Challenge. Rewrite the material from its start through the line containing "<point>641,172</point>", keeping every line and multiplying each answer coordinate by 2.5, rounded to a whole number with halves going up. Give only that stretch, ending at that line.

Data entries.
begin
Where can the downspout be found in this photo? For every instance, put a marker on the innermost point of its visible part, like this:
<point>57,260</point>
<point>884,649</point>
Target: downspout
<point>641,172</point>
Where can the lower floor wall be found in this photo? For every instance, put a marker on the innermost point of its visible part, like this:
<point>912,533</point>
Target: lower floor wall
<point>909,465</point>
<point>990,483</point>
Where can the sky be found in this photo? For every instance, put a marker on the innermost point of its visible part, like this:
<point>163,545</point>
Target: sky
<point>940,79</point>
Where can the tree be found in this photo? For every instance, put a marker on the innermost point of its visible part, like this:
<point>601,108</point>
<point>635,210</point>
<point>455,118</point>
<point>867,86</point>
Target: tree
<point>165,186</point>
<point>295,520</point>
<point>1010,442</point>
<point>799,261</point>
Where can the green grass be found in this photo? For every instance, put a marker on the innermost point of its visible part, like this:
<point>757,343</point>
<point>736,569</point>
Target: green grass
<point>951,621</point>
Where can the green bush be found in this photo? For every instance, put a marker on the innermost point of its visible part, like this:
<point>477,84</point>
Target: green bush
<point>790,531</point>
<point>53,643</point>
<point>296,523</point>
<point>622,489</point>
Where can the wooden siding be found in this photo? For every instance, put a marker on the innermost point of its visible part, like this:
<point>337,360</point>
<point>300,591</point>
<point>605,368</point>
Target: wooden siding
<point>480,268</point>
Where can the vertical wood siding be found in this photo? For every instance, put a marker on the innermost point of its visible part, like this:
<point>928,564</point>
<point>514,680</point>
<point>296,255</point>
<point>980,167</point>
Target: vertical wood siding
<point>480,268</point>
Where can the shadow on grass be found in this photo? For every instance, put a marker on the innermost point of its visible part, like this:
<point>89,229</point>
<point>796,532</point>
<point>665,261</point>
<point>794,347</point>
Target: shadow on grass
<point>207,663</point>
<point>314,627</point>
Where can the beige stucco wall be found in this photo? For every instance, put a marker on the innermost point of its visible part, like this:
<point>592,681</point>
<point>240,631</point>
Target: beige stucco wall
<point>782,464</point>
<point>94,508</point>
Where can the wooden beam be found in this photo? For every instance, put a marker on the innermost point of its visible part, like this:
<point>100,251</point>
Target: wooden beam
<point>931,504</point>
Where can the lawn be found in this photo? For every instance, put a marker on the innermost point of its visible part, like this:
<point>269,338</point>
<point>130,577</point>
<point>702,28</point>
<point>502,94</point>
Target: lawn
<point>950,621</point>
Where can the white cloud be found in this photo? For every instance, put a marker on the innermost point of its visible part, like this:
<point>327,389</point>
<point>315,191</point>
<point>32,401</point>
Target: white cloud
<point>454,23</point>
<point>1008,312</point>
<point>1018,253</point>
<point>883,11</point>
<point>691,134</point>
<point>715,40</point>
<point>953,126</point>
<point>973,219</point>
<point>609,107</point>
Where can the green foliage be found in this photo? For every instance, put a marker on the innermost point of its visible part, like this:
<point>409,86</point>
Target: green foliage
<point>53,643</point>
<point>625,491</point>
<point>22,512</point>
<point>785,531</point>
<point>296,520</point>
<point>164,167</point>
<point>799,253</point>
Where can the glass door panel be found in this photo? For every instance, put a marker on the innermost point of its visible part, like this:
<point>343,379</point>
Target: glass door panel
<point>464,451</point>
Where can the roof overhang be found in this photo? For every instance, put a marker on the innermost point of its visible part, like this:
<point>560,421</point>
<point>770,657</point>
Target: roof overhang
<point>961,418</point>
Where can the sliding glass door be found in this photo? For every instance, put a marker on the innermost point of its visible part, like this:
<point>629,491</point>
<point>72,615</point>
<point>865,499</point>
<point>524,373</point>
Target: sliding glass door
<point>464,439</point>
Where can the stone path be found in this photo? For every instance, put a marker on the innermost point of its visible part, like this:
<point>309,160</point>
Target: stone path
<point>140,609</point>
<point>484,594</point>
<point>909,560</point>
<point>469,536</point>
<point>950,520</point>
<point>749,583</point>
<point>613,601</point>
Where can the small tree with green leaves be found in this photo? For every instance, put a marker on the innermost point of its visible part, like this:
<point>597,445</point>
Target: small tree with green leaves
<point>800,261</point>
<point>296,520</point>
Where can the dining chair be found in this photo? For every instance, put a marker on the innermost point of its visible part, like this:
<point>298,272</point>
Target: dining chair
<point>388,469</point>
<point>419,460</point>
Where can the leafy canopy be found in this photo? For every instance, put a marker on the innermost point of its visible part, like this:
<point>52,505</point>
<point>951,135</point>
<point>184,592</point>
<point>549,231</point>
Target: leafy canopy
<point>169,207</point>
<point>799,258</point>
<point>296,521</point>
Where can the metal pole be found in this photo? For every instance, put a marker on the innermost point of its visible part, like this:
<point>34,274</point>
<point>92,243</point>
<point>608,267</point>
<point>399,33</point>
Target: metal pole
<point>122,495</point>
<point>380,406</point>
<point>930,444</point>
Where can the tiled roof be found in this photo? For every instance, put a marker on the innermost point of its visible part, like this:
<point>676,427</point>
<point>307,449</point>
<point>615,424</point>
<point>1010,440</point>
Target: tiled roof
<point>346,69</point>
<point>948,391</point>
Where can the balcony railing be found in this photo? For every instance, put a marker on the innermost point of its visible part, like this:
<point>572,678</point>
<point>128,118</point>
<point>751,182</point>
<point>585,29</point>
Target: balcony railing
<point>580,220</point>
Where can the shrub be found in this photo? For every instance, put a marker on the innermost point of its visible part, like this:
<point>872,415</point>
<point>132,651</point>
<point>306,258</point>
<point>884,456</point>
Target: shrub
end
Final result.
Where can the downspout be found in this photo? For every instance, put a marker on the innermost point of its visible part, like this:
<point>57,260</point>
<point>884,649</point>
Target: downspout
<point>1603,430</point>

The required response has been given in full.